ИСХОДНЫЙ ТЕКСТ:

....

Нападение Германии на Советский Союз началось 22 июня 1941 года в ранние утренние часы необычайно большими силами. Финляндия официально включилась в войну против Советского Союза тремя днями позже. Бомбардировки советских вооруженных сил и обстрелы тяжелой артиллерии из Ханко 15 июня 1941 года ускорили принятие решения о вступлении в войну.
На основании немецких инструкций финны готовились к захватнической войне. Главной целью войны была борьба с большевизмом. Участие Финляндии в войне оправдывалось также необходимостью присоединения Восточной Карелии и освобождения родственных народов. Именно так это преподносилось армии, жителям страны.
Не только возврат утраченных в результате Зимней войны территорий, но и присоединение Восточной Карелии считало главной задачей и разведуправление Генерального штаба. По мнению разведорганов, это не должно было быть особенно трудным, поскольку народы Карелии и Ингерманландии исторически, прежде всего, по языковым и этническим признакам были родственными финнам.
Разведуправление 1 июля 1941 года дало своим служащим и фронтовым корреспондентам руководящие указания, которые позднее были уточнены. Согласно этим указаниям, к верующим православной церкви следовало относиться с уважением, в том числе и к военнопленным, невзирая на степень их вины. Таким отношением достигалось доверие карелов и других народов Восточной Карелии. Разведуправление в начале войны исходило из того, что нападение на Восточную Карелию призвано создать Великую Финляндию.
Согласно пожеланиям немецкого Генерального штаба, финская армия 10 июля 1941 года начала стратегическое наступление, крупнейшее по финским масштабам — силами Карельской армии в направлении на Свирь. Предложенное немцами направление всецело отвечало финским военным интересам. Накануне вторжения в финские подразделения поступил приказ главнокомандующего маршала Маннергейма, в котором в частности говорилось:
“Во время освободительной войны 1918 года я сказал карелам Финляндии и Востока, что не вложу меч в ножны, пока Финляндия и Восточная Карелия не будут свободны. Я поклялся в этом именем крестьянской армии, полностью доверяя самоотверженности наших мужчин и самопожертвованию женщин.
Двадцать три года Северная Карелия и Олония ожидали исполнения этого обещания, полтора года после героической Зимней войны финляндская Карелия, опустошенная, ожидала восхода зари...
Солдаты! Эта земная твердь, на которую вы ступите, орошена кровью и страданиями родственных народов, это святая земля. Я верю, что наша победа освободит Карелию, ваши действия принесут Финляндии большое счастливое будущее”.

....

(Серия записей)

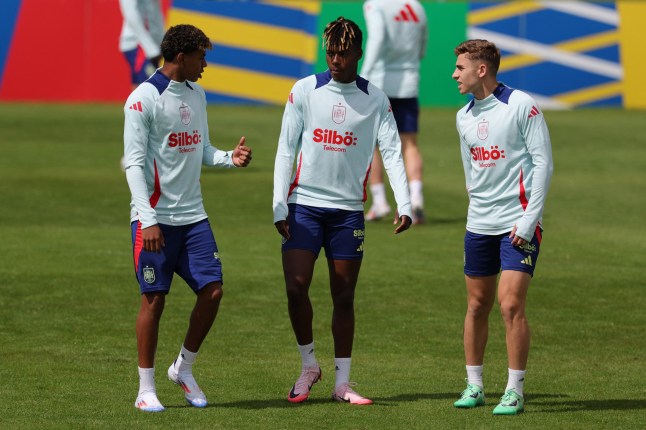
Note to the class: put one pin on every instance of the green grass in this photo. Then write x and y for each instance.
(68, 298)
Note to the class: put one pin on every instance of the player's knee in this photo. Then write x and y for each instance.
(344, 301)
(213, 293)
(478, 309)
(511, 309)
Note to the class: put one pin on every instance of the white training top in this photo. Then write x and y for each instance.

....

ЗАДАНИЯ ДЛЯ ВЫПОЛНЕНИЯ:
A: Воспроизведите без изменений фрагмент текста о вступлении Финляндии в войну: всё от слов «Не только возврат» и вниз до слов «были родственными финнам.».
B: Перепишите все записи целиком, со всеми строками, сдвинув каждую координату точек на 26, то есть прибавив 26 к каждому её числу. Картинки в ответ не включайте.

ОТВЕТЫ ПО ЗАДАНИЯМ:
A:
Не только возврат утраченных в результате Зимней войны территорий, но и присоединение Восточной Карелии считало главной задачей и разведуправление Генерального штаба. По мнению разведорганов, это не должно было быть особенно трудным, поскольку народы Карелии и Ингерманландии исторически, прежде всего, по языковым и этническим признакам были родственными финнам.

B:
Note to the class: put one pin on every instance of the green grass in this photo. Then write x and y for each instance.
(94, 324)
Note to the class: put one pin on every instance of the player's knee in this photo. Then write x and y for each instance.
(370, 327)
(239, 319)
(504, 335)
(537, 335)
Note to the class: put one pin on every instance of the white training top in this photo. Then write x and y for each instance.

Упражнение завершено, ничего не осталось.